_Written instruction_. Give the data below again, word for word.

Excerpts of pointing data
● ● ● ● ●
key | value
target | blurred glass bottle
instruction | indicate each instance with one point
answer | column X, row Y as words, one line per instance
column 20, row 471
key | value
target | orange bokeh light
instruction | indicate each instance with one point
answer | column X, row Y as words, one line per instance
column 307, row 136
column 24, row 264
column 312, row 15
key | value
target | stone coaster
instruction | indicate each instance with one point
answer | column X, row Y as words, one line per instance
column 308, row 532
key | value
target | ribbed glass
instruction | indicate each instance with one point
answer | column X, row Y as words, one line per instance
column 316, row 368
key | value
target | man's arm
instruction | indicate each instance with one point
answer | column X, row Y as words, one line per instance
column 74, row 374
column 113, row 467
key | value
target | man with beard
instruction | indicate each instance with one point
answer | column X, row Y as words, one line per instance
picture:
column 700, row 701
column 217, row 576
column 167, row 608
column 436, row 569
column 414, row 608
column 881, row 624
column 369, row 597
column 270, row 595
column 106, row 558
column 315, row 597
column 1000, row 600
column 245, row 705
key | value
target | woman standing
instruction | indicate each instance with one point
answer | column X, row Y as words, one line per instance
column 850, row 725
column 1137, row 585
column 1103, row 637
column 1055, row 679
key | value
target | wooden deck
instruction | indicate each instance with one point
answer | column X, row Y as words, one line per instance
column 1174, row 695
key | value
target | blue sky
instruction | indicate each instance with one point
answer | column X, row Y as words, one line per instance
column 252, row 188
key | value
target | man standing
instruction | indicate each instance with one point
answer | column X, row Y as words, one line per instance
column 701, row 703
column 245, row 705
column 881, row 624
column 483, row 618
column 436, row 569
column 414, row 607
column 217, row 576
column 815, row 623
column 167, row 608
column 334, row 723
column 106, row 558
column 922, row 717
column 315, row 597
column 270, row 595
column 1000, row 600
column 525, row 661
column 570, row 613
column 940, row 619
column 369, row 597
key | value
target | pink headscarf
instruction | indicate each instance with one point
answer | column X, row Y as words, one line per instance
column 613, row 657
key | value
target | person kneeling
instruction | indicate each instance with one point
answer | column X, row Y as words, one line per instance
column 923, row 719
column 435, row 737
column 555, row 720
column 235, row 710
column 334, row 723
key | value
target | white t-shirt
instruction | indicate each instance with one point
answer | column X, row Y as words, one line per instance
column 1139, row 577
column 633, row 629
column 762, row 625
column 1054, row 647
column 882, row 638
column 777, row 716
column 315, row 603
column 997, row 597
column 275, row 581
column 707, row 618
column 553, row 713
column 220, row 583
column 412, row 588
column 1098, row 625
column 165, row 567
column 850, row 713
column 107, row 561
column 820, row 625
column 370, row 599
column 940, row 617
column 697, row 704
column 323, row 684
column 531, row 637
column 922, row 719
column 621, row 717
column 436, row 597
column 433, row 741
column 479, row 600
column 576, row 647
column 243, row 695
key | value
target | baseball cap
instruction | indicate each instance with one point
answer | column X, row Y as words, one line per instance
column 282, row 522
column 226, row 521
● ● ● ● ●
_Exercise response_.
key | value
target | blurred glass bottle
instruction | indicate each instance with one point
answer | column X, row Y as words, one line per instance
column 20, row 471
key | value
target | orange bokeh light
instruction | indicate each instance with one point
answer | column X, row Y as words, one line per instance
column 307, row 136
column 24, row 264
column 312, row 15
key | value
target | stone coaster
instruction | indicate each instance with one point
answer | column X, row Y as words, one line per instance
column 308, row 532
key | value
target | ribbed glass
instruction | indicate each instance with one point
answer | column X, row Y as words, one line per instance
column 316, row 368
key | value
target | man's arm
instruction | indicate each instance with one point
answer | column X, row Y as words, one line per instance
column 74, row 374
column 113, row 467
key | value
target | man with beard
instruction | indicate each instance with one point
answer | column X, row Y as words, one line per instance
picture:
column 700, row 701
column 217, row 576
column 167, row 608
column 436, row 569
column 414, row 608
column 881, row 624
column 369, row 597
column 270, row 595
column 106, row 558
column 315, row 597
column 1000, row 600
column 245, row 705
key | value
target | woman standing
instruction | indicate each instance with one point
answer | column X, row Y as words, one line per instance
column 850, row 725
column 1137, row 585
column 1103, row 637
column 1055, row 679
key | value
target | wooden deck
instruction | indicate each instance with one point
answer | column X, row Y as words, one line per instance
column 1174, row 695
key | value
target | blue sky
instruction | indicate each instance with one point
answer | column X, row Y as words, one line per instance
column 252, row 188
key | value
target | man standing
instruction | indicate each instance with one point
answer | column X, row Y as words, one line per instance
column 701, row 703
column 245, row 705
column 881, row 624
column 483, row 618
column 436, row 569
column 414, row 607
column 217, row 576
column 815, row 623
column 167, row 608
column 334, row 723
column 106, row 558
column 922, row 717
column 315, row 597
column 270, row 595
column 1000, row 600
column 525, row 661
column 570, row 613
column 940, row 619
column 369, row 597
key | value
target | pink headscarf
instruction | indicate each instance with one point
answer | column X, row Y as words, one line per instance
column 613, row 657
key | value
target | person kneeling
instruction | indicate each instance with one point
answer | column X, row Y as words, one line per instance
column 923, row 719
column 435, row 737
column 555, row 720
column 235, row 710
column 334, row 723
key | value
target | white t-shirt
instruction | indicate each instance with one point
answer | column X, row Y as words, one line per instance
column 1139, row 577
column 633, row 629
column 762, row 625
column 1054, row 647
column 882, row 638
column 777, row 716
column 315, row 603
column 997, row 597
column 275, row 581
column 707, row 618
column 553, row 713
column 220, row 583
column 412, row 588
column 1098, row 625
column 165, row 567
column 850, row 713
column 107, row 561
column 820, row 625
column 370, row 599
column 940, row 617
column 697, row 704
column 323, row 684
column 531, row 637
column 922, row 719
column 621, row 717
column 436, row 597
column 433, row 741
column 479, row 600
column 576, row 647
column 243, row 695
key | value
target | baseball cap
instruction | indicate each instance with one point
answer | column X, row Y as words, one line per instance
column 282, row 522
column 226, row 521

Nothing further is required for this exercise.